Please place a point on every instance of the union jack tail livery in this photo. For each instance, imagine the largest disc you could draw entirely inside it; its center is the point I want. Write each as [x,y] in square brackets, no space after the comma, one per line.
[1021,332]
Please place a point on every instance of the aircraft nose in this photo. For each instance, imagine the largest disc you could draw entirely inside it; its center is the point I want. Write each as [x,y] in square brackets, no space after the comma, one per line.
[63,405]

++++++++

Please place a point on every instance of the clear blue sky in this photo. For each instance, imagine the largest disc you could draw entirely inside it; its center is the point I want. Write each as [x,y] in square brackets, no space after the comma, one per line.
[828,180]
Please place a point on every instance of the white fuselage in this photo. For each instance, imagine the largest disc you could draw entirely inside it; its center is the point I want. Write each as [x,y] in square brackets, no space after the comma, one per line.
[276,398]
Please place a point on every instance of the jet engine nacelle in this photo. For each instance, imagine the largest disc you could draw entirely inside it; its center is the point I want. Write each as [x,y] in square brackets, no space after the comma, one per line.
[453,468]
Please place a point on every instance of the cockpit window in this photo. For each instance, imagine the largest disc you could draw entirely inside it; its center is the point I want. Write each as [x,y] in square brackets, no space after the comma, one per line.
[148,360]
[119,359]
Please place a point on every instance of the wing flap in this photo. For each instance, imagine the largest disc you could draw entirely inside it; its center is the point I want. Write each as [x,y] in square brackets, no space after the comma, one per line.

++++++++

Rewrite the lines starting with the line that contains "Please place a point on every instance of the clear" and going on through the line that contains "Please place a point on every instance of the wing", changing "disc" to "circle" and leaving everything else as it stands. Give back only those lines.

Please place a point on every instance of the clear blue sky in this photo. For each instance, imagine the largest circle you could draw entirely inside it; its center is the point I want. Write each as [x,y] in square brackets, no space after the comma, one per line.
[828,180]
Please place a point on every instance of the white fuselage in this photo. For each instance, imagine the largest circle you could draw entirely inside it; its center is the point I want. Write each as [x,y] in square brackets, no space after the comma, one per line.
[276,398]
Please place a point on every instance of the jet engine nacelle in this photo. For each instance, imagine the largest circle you could draw entirely inside it; its center is the point I want. Write each as [x,y] in square brackets, no space after the comma, one per line.
[453,468]
Please place a point on every instance of the cockpit window in this photo. For each instance, imagine the largest circle you could draw entirely inside it; its center is the point I want. Write each as [x,y] in square brackets, no space after the comma, one per line.
[148,360]
[119,359]
Please place a point on every instance of the wing flap in this photo. For each instance, imagine the largest circle you could draw entirely inside it; its center is the point I want. Write each as [x,y] in square brackets, no space after the comma, one per line.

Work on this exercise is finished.